• _Aim of the task_:
Reproduce verbatim the stretch of material below from the line containing "bridge arch, where" through the line containing "Target: tree", including both of those lines and nothing else.

• _Extracted information_:

#####

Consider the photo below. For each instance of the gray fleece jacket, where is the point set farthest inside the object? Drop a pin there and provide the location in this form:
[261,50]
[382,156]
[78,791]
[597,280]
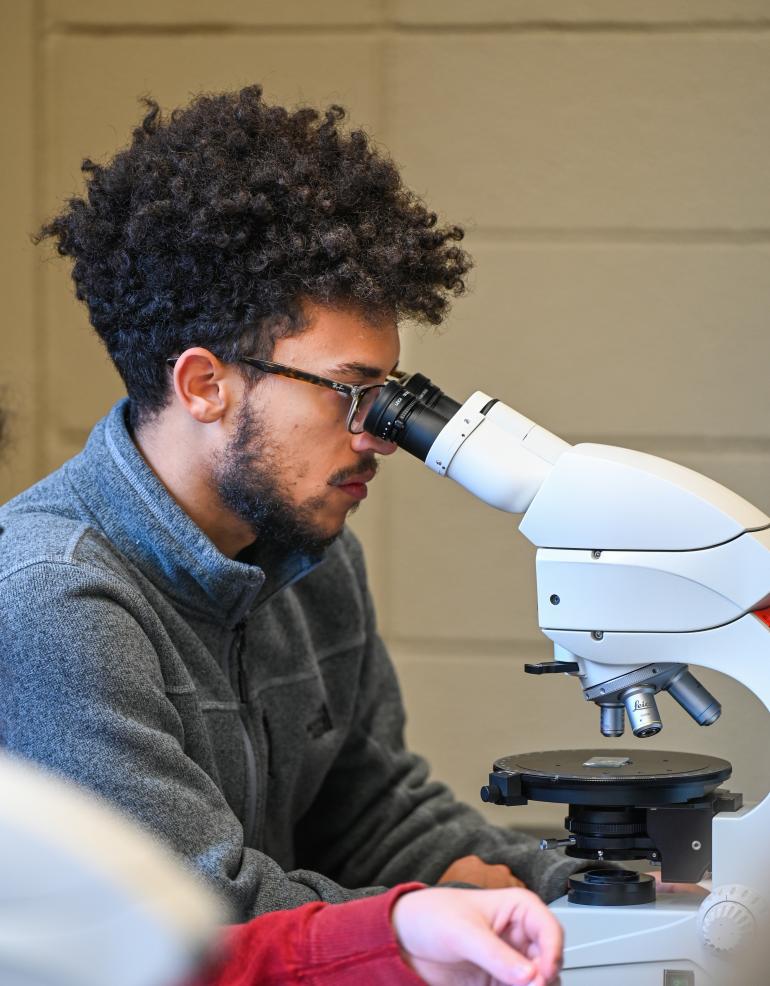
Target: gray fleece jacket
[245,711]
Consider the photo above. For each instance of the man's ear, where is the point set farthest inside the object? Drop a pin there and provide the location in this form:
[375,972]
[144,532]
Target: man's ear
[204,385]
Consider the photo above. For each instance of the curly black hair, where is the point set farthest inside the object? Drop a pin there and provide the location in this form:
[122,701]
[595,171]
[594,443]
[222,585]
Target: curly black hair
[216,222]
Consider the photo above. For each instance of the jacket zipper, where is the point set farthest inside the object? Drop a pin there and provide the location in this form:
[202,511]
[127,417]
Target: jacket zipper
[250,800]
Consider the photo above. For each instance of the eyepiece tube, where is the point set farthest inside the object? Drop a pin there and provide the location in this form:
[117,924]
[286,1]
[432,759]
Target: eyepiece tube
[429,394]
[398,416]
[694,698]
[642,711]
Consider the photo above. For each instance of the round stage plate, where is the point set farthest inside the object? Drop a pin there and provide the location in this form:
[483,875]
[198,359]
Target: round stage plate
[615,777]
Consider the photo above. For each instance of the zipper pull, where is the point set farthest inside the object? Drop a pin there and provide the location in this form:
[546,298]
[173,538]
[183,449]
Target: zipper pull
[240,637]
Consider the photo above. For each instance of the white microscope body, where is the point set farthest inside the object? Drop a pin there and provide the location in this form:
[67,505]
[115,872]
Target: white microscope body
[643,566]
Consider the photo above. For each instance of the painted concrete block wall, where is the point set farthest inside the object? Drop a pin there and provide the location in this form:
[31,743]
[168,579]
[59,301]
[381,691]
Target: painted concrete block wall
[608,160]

#####

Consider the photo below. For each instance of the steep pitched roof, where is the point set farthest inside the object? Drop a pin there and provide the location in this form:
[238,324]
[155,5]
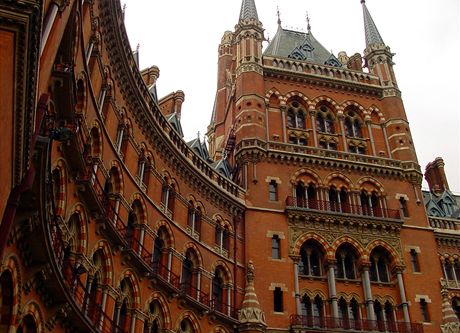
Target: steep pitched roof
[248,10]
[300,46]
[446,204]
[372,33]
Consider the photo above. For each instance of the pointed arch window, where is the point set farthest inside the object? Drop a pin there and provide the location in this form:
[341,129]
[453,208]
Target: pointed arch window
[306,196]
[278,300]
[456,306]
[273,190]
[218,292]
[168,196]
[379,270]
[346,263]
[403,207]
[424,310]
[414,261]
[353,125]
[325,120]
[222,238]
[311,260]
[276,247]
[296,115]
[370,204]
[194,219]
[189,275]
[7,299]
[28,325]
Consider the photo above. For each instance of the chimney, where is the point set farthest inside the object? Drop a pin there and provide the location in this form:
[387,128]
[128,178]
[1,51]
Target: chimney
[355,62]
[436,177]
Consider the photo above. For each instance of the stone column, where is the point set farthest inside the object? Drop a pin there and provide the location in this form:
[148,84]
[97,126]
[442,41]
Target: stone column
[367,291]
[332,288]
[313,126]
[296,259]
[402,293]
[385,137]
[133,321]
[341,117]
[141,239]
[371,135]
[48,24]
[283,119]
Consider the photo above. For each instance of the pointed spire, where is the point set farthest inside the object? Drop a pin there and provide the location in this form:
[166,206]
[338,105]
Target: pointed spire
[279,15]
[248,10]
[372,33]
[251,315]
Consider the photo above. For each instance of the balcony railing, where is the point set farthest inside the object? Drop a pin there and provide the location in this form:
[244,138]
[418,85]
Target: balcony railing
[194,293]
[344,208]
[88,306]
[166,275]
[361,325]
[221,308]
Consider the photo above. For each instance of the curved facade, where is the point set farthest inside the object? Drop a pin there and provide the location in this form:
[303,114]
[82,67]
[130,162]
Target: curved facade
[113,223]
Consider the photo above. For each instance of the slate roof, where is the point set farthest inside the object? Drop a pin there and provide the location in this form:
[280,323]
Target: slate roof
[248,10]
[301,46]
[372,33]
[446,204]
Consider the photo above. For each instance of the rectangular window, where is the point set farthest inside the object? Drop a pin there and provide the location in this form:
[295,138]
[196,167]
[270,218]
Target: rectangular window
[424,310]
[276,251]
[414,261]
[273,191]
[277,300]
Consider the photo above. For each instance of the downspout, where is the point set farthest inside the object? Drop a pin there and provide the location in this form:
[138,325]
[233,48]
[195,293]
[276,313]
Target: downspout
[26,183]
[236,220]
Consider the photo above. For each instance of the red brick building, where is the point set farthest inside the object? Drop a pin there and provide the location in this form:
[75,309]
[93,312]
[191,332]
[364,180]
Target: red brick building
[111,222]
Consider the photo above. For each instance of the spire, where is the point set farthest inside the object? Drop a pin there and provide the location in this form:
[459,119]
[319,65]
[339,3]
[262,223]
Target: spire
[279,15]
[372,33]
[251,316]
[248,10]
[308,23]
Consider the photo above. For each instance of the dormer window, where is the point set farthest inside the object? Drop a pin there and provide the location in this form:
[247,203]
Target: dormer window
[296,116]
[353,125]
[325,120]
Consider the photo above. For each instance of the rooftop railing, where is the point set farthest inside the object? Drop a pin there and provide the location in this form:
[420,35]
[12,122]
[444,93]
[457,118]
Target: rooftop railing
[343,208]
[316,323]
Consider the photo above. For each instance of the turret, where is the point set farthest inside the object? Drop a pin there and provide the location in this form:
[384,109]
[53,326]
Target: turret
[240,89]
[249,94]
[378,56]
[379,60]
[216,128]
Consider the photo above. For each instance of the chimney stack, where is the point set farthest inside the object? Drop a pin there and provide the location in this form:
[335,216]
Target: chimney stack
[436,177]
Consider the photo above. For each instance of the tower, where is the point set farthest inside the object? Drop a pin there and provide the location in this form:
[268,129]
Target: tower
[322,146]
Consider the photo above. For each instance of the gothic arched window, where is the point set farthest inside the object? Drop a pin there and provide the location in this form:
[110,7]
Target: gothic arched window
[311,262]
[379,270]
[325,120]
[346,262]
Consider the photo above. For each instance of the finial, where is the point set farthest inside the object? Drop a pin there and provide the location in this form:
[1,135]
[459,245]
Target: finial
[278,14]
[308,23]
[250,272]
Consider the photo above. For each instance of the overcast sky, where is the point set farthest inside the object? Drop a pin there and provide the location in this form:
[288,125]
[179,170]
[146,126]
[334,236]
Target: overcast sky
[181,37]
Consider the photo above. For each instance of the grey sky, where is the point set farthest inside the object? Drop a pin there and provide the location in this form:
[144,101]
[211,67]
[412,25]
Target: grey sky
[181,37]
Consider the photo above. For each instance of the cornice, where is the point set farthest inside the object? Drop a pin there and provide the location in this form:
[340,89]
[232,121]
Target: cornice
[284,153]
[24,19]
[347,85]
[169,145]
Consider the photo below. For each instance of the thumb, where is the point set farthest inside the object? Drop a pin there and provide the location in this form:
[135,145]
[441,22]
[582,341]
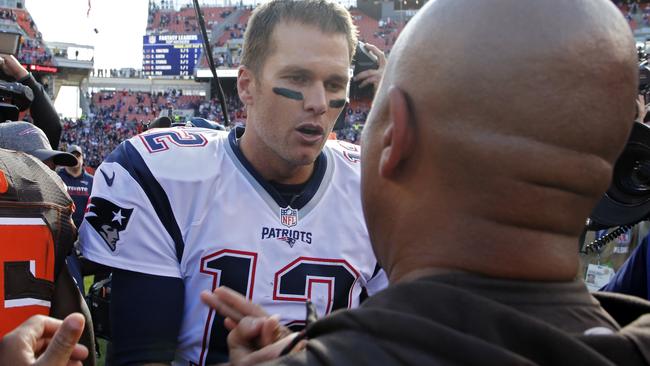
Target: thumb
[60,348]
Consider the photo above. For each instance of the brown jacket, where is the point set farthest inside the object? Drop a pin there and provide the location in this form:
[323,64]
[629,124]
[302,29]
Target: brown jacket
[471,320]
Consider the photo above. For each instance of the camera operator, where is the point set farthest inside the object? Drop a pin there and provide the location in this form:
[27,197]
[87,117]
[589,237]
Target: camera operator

#####

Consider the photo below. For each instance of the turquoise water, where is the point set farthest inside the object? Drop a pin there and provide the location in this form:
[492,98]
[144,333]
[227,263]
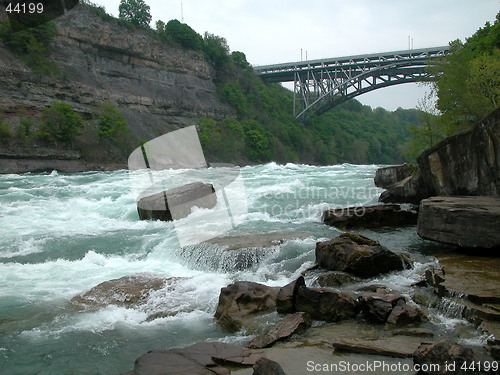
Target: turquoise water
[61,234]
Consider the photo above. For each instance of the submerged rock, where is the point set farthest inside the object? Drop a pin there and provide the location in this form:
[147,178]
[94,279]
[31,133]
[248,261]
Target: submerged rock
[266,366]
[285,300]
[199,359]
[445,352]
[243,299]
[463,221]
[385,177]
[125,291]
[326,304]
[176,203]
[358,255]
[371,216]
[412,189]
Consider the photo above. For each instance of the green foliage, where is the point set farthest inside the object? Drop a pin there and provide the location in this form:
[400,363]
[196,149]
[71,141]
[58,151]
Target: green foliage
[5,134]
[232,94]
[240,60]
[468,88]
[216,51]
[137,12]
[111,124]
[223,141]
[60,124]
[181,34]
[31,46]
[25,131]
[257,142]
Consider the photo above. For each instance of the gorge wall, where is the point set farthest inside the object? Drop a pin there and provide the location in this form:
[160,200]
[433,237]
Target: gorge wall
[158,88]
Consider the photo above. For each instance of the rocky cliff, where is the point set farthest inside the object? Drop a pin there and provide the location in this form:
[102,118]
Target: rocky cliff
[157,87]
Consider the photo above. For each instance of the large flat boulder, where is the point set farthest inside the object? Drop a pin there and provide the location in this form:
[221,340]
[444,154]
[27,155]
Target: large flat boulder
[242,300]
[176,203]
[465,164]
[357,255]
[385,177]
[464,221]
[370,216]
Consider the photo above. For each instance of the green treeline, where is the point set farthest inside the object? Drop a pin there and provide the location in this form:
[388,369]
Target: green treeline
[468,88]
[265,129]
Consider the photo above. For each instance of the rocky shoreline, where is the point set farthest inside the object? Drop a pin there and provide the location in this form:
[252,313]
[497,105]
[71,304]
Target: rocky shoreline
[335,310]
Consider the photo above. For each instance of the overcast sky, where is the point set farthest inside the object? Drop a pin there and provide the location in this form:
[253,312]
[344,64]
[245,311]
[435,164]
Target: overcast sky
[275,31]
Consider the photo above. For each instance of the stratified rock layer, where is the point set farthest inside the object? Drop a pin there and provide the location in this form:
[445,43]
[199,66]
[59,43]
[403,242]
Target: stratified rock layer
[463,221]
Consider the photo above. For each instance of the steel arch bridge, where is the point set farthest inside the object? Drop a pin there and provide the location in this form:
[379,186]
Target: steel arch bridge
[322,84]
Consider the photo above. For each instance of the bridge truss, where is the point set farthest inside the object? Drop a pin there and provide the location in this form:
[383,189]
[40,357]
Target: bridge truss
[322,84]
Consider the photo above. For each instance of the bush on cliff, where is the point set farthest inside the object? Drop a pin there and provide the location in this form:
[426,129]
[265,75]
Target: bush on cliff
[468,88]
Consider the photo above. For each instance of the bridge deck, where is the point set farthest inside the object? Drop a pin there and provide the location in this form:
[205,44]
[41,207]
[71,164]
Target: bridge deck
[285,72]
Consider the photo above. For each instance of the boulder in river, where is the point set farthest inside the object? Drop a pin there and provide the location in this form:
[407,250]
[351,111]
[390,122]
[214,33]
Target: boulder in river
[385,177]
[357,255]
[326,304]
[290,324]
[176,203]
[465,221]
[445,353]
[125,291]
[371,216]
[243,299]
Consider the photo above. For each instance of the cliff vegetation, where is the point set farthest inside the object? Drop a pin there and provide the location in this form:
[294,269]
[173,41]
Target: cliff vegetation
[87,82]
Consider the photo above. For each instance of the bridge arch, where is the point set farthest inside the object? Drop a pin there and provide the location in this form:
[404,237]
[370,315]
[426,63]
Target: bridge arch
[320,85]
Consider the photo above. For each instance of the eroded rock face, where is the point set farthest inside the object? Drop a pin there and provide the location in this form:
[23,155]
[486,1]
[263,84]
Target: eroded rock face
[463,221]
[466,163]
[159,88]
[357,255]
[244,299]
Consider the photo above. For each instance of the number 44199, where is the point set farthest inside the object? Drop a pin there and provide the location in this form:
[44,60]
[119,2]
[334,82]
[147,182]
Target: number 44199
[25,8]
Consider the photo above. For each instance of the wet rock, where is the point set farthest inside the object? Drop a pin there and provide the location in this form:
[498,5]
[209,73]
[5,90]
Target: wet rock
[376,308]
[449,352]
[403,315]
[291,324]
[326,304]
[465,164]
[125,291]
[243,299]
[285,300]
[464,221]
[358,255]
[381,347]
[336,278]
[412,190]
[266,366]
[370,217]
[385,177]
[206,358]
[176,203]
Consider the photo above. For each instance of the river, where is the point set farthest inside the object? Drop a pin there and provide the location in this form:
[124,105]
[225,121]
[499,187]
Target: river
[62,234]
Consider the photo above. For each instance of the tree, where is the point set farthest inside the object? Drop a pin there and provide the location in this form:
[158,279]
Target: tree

#####

• _Solution to this task_:
Consider the photo above. For each instance of the bridge arch, where is the point set farthest inside the object? Drop a pin there and provide the location in this form:
[404,237]
[370,315]
[426,63]
Target: bridge arch
[320,85]
Consider the photo above. For each instance of the eroded rock face, where is the point set farthest inside the object? Drop a pin there and provide the location in this form:
[23,155]
[486,1]
[263,84]
Target: eroded rock face
[463,221]
[466,163]
[159,88]
[357,255]
[244,299]
Consider the photo above. For each instance of the number 44199, where is the point set farthest inside the object? Drop a pin there and provide the location in this form:
[44,60]
[119,2]
[334,82]
[147,182]
Target: number 44199
[25,8]
Consider the photo above. For each instance of the wet rock, where is the point set farthest inside the object? Drop a pin there and provide the location in this form:
[498,5]
[209,73]
[5,90]
Target: wet rock
[376,308]
[449,352]
[403,315]
[291,324]
[326,304]
[465,164]
[125,291]
[243,299]
[285,300]
[464,221]
[358,255]
[381,347]
[336,278]
[412,190]
[266,366]
[370,217]
[385,177]
[206,358]
[176,203]
Consider the photo above. For each instance of the river, where is the point set farthest inside the object? Drop a pin there and provide the location in this form:
[124,105]
[225,121]
[499,187]
Target: river
[62,234]
Consider the photo above. For each instance of the tree, where is the point set farthest inside the object? Drop a pin there and provide the location in this form:
[158,279]
Target: tree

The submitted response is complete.